**Exercise directions:** Each entry in this listing needs to be written out again, word for word.

[[ Data in this exercise, beginning ]]

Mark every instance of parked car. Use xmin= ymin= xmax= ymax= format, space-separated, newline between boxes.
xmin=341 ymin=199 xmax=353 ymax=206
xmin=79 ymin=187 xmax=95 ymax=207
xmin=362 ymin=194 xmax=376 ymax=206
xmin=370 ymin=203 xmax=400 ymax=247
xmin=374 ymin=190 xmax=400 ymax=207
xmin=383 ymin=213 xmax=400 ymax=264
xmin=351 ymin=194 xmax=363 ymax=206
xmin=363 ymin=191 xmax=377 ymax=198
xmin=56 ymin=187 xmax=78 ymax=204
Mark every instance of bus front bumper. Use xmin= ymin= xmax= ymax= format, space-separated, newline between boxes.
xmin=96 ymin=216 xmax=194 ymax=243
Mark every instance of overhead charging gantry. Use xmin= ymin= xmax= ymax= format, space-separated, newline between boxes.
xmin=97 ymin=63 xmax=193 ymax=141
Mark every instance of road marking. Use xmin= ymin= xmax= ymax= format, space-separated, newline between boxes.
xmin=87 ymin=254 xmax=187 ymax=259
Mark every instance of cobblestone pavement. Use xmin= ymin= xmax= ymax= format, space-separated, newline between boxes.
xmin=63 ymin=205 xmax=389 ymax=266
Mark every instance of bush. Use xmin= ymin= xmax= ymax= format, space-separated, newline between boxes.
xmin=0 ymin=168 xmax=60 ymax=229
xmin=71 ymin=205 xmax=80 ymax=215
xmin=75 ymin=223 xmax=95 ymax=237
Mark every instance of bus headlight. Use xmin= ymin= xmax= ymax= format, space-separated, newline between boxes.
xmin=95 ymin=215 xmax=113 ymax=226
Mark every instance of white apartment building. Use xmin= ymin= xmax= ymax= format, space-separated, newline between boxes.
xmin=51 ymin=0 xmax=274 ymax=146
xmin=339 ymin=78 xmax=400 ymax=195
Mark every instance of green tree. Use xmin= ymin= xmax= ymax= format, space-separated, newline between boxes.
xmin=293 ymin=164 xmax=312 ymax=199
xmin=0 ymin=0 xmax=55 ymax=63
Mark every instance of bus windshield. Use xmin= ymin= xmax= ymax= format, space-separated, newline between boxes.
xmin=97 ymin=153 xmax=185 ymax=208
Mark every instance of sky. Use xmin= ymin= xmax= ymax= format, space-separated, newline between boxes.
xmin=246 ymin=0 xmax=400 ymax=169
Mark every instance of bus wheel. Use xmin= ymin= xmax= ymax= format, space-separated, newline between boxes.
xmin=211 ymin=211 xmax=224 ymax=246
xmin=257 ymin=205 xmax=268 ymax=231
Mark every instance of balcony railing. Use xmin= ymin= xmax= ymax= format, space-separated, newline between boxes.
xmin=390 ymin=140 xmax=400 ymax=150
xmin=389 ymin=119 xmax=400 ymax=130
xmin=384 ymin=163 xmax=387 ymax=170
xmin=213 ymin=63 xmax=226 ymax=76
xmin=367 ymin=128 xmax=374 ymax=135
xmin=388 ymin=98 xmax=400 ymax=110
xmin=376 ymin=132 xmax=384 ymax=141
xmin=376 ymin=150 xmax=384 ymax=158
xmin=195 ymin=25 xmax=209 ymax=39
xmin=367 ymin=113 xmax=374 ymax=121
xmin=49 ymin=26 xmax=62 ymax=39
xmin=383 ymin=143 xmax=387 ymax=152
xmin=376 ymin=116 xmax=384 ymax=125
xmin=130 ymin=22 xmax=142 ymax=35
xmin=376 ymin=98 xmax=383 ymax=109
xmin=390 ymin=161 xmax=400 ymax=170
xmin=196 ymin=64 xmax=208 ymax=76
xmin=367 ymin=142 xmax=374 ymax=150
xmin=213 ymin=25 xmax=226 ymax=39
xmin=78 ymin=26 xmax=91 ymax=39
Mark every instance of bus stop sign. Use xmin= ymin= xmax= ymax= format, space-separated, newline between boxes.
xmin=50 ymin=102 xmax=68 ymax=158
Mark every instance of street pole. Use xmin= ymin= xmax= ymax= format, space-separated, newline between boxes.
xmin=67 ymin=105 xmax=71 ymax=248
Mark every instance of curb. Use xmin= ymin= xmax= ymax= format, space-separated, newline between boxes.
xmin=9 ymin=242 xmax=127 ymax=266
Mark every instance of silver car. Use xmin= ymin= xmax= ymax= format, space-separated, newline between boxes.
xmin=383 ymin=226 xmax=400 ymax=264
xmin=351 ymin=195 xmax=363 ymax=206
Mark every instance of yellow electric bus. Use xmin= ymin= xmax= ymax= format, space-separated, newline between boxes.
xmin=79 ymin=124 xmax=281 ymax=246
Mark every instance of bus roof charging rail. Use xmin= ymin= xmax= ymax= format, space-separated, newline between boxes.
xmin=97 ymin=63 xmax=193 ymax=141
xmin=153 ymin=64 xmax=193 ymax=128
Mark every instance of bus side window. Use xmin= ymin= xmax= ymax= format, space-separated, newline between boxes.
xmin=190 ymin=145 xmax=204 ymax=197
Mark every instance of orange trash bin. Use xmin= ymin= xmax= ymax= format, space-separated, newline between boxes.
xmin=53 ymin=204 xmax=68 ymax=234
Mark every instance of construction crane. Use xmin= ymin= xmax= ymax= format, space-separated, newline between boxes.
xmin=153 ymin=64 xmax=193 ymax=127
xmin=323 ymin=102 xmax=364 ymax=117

[[ Data in this exercise, end ]]

**Reply:**
Mark every instance of parked car. Use xmin= ymin= xmax= ymax= format, space-separated, newline between boxes.
xmin=341 ymin=199 xmax=353 ymax=206
xmin=79 ymin=187 xmax=95 ymax=207
xmin=362 ymin=194 xmax=376 ymax=206
xmin=370 ymin=203 xmax=400 ymax=247
xmin=374 ymin=190 xmax=400 ymax=207
xmin=383 ymin=213 xmax=400 ymax=264
xmin=351 ymin=194 xmax=363 ymax=206
xmin=363 ymin=191 xmax=377 ymax=198
xmin=56 ymin=187 xmax=78 ymax=204
Mark every instance of bus front bumper. Use xmin= ymin= xmax= ymax= format, space-separated, newline between boxes.
xmin=96 ymin=216 xmax=194 ymax=243
Mark every instance of overhead charging gantry. Use xmin= ymin= xmax= ymax= format, space-separated, newline between boxes.
xmin=97 ymin=63 xmax=193 ymax=141
Mark every instance of road marking. Use xmin= ymin= xmax= ymax= format, space-separated, newline between boxes.
xmin=87 ymin=254 xmax=187 ymax=259
Mark every instance of cobblestone pavement. Use xmin= ymin= xmax= ymax= format, space-separated, newline between boxes.
xmin=63 ymin=205 xmax=389 ymax=266
Mark every instance of bush. Use xmin= ymin= xmax= ymax= format, space-separated, newline between boxes.
xmin=0 ymin=168 xmax=60 ymax=229
xmin=71 ymin=205 xmax=80 ymax=215
xmin=75 ymin=223 xmax=95 ymax=237
Mark every instance of bus headlight. Use xmin= ymin= xmax= ymax= format, space-separated, newline between boxes.
xmin=95 ymin=215 xmax=113 ymax=226
Mark every instance of white apartment building. Use xmin= ymin= xmax= ymax= format, space-separated, newline between boxes.
xmin=51 ymin=0 xmax=274 ymax=146
xmin=339 ymin=78 xmax=400 ymax=195
Mark every instance of green tree. Use xmin= ymin= xmax= ymax= format, space-separated, newline between boxes.
xmin=293 ymin=164 xmax=312 ymax=199
xmin=0 ymin=0 xmax=55 ymax=63
Mark every instance of bus windshield. Use xmin= ymin= xmax= ymax= format, space-separated, newline between boxes.
xmin=97 ymin=153 xmax=185 ymax=208
Mark every instance of sky. Use xmin= ymin= xmax= ymax= format, space-separated, newline between boxes.
xmin=246 ymin=0 xmax=400 ymax=169
Mark every instance of bus wheel. Use xmin= ymin= xmax= ymax= format, space-separated, newline between boxes.
xmin=211 ymin=211 xmax=224 ymax=246
xmin=257 ymin=205 xmax=268 ymax=231
Mark every instance of balcony railing. Use xmin= ymin= xmax= ymax= format, space-separated, newline between boxes.
xmin=390 ymin=140 xmax=400 ymax=150
xmin=389 ymin=119 xmax=400 ymax=130
xmin=384 ymin=163 xmax=387 ymax=170
xmin=213 ymin=63 xmax=226 ymax=76
xmin=367 ymin=128 xmax=374 ymax=135
xmin=388 ymin=98 xmax=400 ymax=110
xmin=376 ymin=132 xmax=384 ymax=141
xmin=376 ymin=150 xmax=384 ymax=158
xmin=195 ymin=25 xmax=209 ymax=39
xmin=367 ymin=113 xmax=374 ymax=121
xmin=49 ymin=26 xmax=62 ymax=39
xmin=383 ymin=143 xmax=387 ymax=152
xmin=376 ymin=116 xmax=384 ymax=125
xmin=130 ymin=22 xmax=142 ymax=35
xmin=376 ymin=98 xmax=383 ymax=109
xmin=390 ymin=161 xmax=400 ymax=170
xmin=196 ymin=64 xmax=208 ymax=76
xmin=367 ymin=142 xmax=374 ymax=150
xmin=213 ymin=25 xmax=226 ymax=39
xmin=78 ymin=26 xmax=91 ymax=39
Mark every instance of bus stop sign. Use xmin= ymin= xmax= ymax= format, space-separated, newline between boxes.
xmin=50 ymin=102 xmax=68 ymax=158
Mark every instance of street pole. Use xmin= ymin= xmax= ymax= format, space-separated, newline between boxes.
xmin=67 ymin=105 xmax=71 ymax=248
Mark every instance of curb. Use xmin= ymin= xmax= ymax= format, space-separated, newline between boxes.
xmin=9 ymin=242 xmax=127 ymax=266
Mark every instance of silver car. Use xmin= ymin= xmax= ymax= format, space-separated, newline between boxes.
xmin=383 ymin=226 xmax=400 ymax=264
xmin=351 ymin=195 xmax=363 ymax=206
Mark every instance of yellow electric bus. Use xmin= ymin= xmax= ymax= format, space-separated, newline between boxes.
xmin=79 ymin=124 xmax=281 ymax=246
Mark every instance of bus roof charging rail. Use xmin= ymin= xmax= ymax= format, space-separated, newline between boxes.
xmin=97 ymin=63 xmax=193 ymax=141
xmin=153 ymin=64 xmax=193 ymax=128
Mark every instance of bus side window. Use xmin= ymin= xmax= ymax= format, space-separated, newline between boxes.
xmin=190 ymin=145 xmax=204 ymax=197
Mark every instance of orange trash bin. Use xmin= ymin= xmax= ymax= format, space-separated, newline between boxes.
xmin=53 ymin=204 xmax=68 ymax=234
Mark every instance of construction crane. Use xmin= ymin= xmax= ymax= format, space-separated, newline between boxes.
xmin=153 ymin=64 xmax=193 ymax=127
xmin=323 ymin=102 xmax=364 ymax=117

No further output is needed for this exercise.